What you return must match every record word for word.

**Dataset extract**
::::::::

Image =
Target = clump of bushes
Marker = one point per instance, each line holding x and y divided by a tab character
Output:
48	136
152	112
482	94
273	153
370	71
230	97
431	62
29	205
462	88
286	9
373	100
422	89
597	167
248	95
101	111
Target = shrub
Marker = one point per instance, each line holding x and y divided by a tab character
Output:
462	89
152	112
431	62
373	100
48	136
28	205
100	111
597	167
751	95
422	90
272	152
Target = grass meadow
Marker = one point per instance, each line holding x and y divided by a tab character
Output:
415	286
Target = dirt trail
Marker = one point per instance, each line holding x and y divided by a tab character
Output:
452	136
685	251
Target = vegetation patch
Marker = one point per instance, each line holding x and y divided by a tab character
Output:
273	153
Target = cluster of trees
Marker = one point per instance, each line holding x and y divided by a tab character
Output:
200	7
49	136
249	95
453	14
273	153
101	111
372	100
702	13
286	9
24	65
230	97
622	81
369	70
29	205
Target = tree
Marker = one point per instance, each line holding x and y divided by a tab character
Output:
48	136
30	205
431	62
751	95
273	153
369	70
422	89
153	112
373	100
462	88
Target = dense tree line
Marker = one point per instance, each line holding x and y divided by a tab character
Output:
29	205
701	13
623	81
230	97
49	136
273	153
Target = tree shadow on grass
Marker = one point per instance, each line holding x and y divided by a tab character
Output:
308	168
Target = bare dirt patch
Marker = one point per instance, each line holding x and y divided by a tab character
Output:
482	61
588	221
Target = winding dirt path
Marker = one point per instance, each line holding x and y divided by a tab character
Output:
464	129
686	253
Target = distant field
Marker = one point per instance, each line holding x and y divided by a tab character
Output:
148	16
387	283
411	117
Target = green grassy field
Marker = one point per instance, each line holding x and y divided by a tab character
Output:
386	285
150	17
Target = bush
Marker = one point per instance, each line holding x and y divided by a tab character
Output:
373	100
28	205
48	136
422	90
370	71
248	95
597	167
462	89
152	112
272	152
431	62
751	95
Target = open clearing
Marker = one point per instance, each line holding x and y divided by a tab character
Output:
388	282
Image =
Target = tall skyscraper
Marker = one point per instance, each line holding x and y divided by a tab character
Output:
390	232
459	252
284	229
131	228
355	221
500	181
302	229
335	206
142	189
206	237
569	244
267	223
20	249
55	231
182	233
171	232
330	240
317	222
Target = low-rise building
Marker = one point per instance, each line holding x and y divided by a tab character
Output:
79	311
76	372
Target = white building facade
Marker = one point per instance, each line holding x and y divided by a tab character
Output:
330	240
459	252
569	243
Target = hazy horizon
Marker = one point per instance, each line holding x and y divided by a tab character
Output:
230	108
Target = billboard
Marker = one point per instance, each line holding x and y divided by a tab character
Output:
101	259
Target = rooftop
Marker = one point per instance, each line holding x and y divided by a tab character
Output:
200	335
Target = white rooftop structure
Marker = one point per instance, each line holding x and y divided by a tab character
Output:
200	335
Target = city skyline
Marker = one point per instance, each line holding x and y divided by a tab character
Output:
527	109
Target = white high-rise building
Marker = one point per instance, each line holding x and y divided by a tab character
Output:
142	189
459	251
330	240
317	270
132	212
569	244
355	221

::::::::

**Expected answer**
Image =
Target = clump of bushes
Marker = one point per instance, each line holding x and y divided by a tab character
Output:
48	136
152	112
482	94
273	153
370	71
230	97
431	62
29	205
462	88
286	9
373	100
422	89
597	167
248	95
101	111
Target = shrub
Marker = one point per instance, each line holding x and y divided by a tab character
Output:
462	89
152	112
431	62
373	100
48	136
28	205
100	111
597	167
751	95
422	90
272	152
Target = grass meadow
Marker = one point per instance, each line holding x and y divided by a tab character
Output:
415	286
Target = dirt trail
Marker = one point per instance, each line holding x and y divided by a tab character
Output:
452	136
685	251
Target = vegetation patch
Marker = one point per instance, each line holding x and y divided by a tab character
Output:
273	153
Target = cluster of trees
Marker = one point per instance, each line holding x and y divided by a tab character
Output:
200	7
49	136
249	95
453	14
273	153
101	111
372	100
702	13
286	9
24	65
230	97
622	81
369	70
29	205
Target = tree
Marker = one point per instance, each line holding x and y divided by a tab character
Output:
48	136
30	205
431	62
751	95
273	153
369	70
422	89
153	112
373	100
462	88
Target = dense tree line
Marker = one point per instance, each line holding x and y divided by a tab character
Output:
29	205
701	13
623	81
230	97
49	136
273	153
Target = tree shadow on grass
Marker = one point per instance, each line holding x and y divided by a tab character
Output:
308	168
Target = bare dirt patch
Marker = one point per instance, each line holding x and y divided by a tab character
Output:
482	61
588	221
Target = winding dirt path
Marker = one point per instance, each line holding x and y divided by a tab character
Output:
464	129
686	253
Target = distant field
Marker = one point per instance, each line holding x and y divided by a tab character
Output:
148	16
387	283
411	117
Target = green grassy field
Marker = one point per instance, each line holding x and y divided by a tab character
Output:
386	285
150	17
Target = bush
Marker = one point per instance, each line holding x and y divided by a tab character
Output:
373	100
28	205
48	136
422	90
370	71
248	95
597	167
462	89
152	112
272	152
431	62
751	95
Target = open clearing
Marker = one point per instance, each line holding x and y divided by a tab character
Output:
388	282
Image =
Target = tall skyscraper
Marker = one point per instance, each line holding x and y divided by a tab character
Output:
390	232
459	252
284	229
131	228
355	221
500	181
302	229
335	206
142	189
206	237
569	244
267	223
20	249
55	231
182	233
171	232
330	240
317	222
Target = low-rise building
Marker = one point per instance, each line holding x and y divided by a tab character
Output:
79	311
76	372
Target = white building facade
Marker = one point per instance, each line holding x and y divided by a tab character
Output:
330	240
459	252
569	243
Target = hazy horizon
Marker = one point per instance, each line holding x and y divided by a tab character
Output:
230	108
Target = billboard
Marker = one point per instance, each line holding x and y divided by a tab character
Output:
101	259
Target = rooftop
Marker = one point per instance, each line holding x and y divided by a tab character
Output:
200	335
Target = white rooftop structure
Marker = one point per instance, each line holding x and y divided by a tab character
Output:
200	335
Target = city skyline
Marker = one point per instance, each line holding x and y divided by a tab character
Output:
527	109
Target = white high-rise building
Marker = one point per instance, each line holding x and y divided by a tab character
Output:
142	189
459	251
330	240
317	270
132	212
569	244
355	221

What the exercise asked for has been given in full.